## Short problem A
In the Mirage (2018) film page, how long does the freak storm last?
## Short problem B
Condense the paragraph of the Mirage (2018) film page that begins "In 1989, as the fall of the Berlin Wall" into a shorter version that keeps its main facts.
## Short problem C
Write a continuation of the Mirage (2018) film page, starting after its last sentence.

## Provided text
○ ○ ○ ○ ○ ○ ○
Mirage (2018) poster

Mirage (2018)

Rating:

(Durante la Tormenta)


Spain. 2018.

Crew

Director – Oriol Paulo, Screenplay – Oriol Paulo & Lara Sendim, Producers – Eneko Lizarraga Arratibel, Mercedes Gamero & Mikel Lejarza, Jesus Ulled Nadal & Jaime Romero, Photography – Xavi Gimenez, Music – Fernando Velazquez, Visual Effects – Lamppost (Supervisor – Alex Villagrasa), Special Effects Supervisor – Lluis Rivera, Makeup Effects – Pablo Perona, Production Design – Balter Gallart. Production Company – Atresmedia Cine/Think Studio/Colose Producciones/Mirage Studio AIE/Marrowbone S.L.U./Atresmedia/Netflix/Vodafone/Cosmopolitan TV/Televisio de Catalunya.

Cast

Adriana Ugarte (Vera Roy), Chino Darin (Inspector Leira), Javier Gutierrez (Angel Prieto), Alvaro Morte (David Ortiz), Julio Bohigas (Nico Lasarte at 12), Nora Narvas (Clara Medina), Clara Segura (Hilda Weiss), Mima Riera (Maria Lasarte), Miguel Fernandes (Aitor Medina), Luna Fulgencio (Gloria Ortiz), Ruth llopis (Miranda), Albert Perez (Uncle Romin), Belen Rueda (Dr Karen Sardon), Francesc Orella (Dr Fell), Aina Clotet (Ursula), Ana Wagener (Inspector Dimas), Marco De Francisco (Aitor Medina at 12)


Plot

In 1989, as the fall of the Berlin Wall plays out on tv, twelve year-old Nico Lasarte sees things happening next door. He enters the house to discover that neighbour Angel Prieto has killed his wife Hilda Weiss. As Angel finds him there, Nico flees only to be hit and killed by a passing truck in the street. 29 years later, Vera Roy lives in the former Lasarte house with her husband David Ortiz, a banker, and their daughter Gloria. As a freak storm comes that will last the next 72 hours, Vera and David find an old tv and VCR. Playing it, they find video recordings made by Nico. Vera rises in the night as the tv comes on and is startled to find that she and Nico back in 1989 can see each other. She warns Nico not to go next door, saying he will be killed if he does. She wakes in the morning to find Gloria missing. She finds that David no longer recognises her and that instead of becoming a mother she went onto a career as a successful neurosurgeon. Realising that in saving Nico’s life she has eliminated the timeline where she married David and had a daughter, Vera tries to find the way back to her life. In the course of doing so, she finds that Angel was never arrested for his wife’s murder in this timeline.
○ ○ ○ ○ ○ ○ ○
## Raw records
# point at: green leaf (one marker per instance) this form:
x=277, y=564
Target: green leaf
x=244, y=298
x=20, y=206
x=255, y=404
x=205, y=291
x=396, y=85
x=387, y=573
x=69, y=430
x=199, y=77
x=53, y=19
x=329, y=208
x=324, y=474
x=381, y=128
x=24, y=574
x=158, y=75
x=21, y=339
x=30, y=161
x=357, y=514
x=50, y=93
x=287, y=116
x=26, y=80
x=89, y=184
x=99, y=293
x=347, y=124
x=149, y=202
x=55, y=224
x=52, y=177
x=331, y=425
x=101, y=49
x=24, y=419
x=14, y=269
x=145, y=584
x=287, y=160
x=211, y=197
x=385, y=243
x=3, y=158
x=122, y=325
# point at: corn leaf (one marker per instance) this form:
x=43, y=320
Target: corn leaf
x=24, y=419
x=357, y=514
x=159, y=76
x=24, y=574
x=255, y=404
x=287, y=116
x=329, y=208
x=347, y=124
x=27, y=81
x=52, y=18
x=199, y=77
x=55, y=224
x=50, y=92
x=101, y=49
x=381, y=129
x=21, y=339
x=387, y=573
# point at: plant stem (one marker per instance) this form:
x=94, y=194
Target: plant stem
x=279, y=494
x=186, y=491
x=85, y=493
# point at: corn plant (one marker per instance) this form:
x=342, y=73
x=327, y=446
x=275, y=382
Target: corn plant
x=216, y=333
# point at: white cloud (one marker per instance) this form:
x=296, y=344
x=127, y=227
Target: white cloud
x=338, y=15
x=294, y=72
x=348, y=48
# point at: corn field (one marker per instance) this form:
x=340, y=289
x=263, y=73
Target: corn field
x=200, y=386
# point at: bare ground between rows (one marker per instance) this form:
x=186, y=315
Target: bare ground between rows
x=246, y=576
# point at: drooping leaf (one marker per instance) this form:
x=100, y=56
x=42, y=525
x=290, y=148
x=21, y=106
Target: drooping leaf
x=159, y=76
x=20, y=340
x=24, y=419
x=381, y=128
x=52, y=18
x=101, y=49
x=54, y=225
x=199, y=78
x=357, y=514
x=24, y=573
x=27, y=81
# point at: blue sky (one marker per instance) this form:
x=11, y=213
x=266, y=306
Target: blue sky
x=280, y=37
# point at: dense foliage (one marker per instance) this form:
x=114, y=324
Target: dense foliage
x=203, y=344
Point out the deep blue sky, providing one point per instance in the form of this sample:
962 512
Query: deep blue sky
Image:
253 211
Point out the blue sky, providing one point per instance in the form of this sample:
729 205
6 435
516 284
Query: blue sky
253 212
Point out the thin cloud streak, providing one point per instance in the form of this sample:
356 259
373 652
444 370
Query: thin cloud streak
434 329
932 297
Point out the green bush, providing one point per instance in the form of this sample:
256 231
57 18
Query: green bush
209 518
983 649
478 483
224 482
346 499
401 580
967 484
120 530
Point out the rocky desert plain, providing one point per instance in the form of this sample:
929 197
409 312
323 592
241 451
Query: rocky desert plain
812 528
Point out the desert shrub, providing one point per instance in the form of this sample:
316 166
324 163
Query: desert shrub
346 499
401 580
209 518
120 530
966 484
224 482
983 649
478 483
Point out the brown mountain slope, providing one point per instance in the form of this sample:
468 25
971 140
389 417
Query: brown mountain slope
○ ○ ○ ○ ○ ○ ○
## Task result A
72 hours

## Task result B
In 1989, twelve-year-old Nico Lasarte enters the house next door and finds that his neighbor Angel Prieto has killed his wife, Hilda Weiss. When Angel finds him there, Nico runs into the street and is killed by a passing truck. Twenty-nine years later, Vera Roy lives in the former Lasarte house with her husband, David Ortiz, and their daughter, Gloria. During a 72-hour storm, they find an old TV and VCR holding videos Nico made. At night the TV comes on, and Vera and Nico can see each other across time. She warns him not to go next door. The next morning Gloria is gone, David doesn't recognize Vera, and she is now a successful neurosurgeon. Having erased her marriage and daughter by saving Nico, Vera tries to get her old life back. She also learns that in this timeline Angel was never arrested for the murder.

## Task result C
Mirage was the third film from the rising name of Spanish director Oriol Paulo. Paulo had previously directed and written The Body (2012), a psychological thriller about a missing body at a morgue, and the thriller The Invisible Guest (2017). He has also written the scripts for Julia’s Eyes (2010), a tense psycho-thriller about a blind woman, and the kidnap thriller Boy Missing (2016).

It becomes apparent soon into Mirage that Oriol Paulo has borrowed the basics of Frequency (2000). In that film, son Jim Caviezel and father Dennis Quaid find that freak sunspot conditions allow them to communicate across time by radio where the information Caviezel conveys creates changes in the timeline. The basic premise has served in a number of other films since then with the likes of the South Korean Ditto (2000) that set the premise in a high school; the Korean Il Mare (2000) and its English-language remake The Lake House (2006) where a couple exchange love letters across time; The Caller (2011) where Rachelle Lefevre makes telephone calls into the past; the Korean The Phone (2015) where a man finds he can make phone calls to his wife in the past; the South Korean Time Renegades (2016), a murder mystery between two men dreaming the other’s life in different eras; and Don’t Let Go (2019) where detective David Oyelowo receives cellphone calls from his niece in the past and tries to prevent her murder.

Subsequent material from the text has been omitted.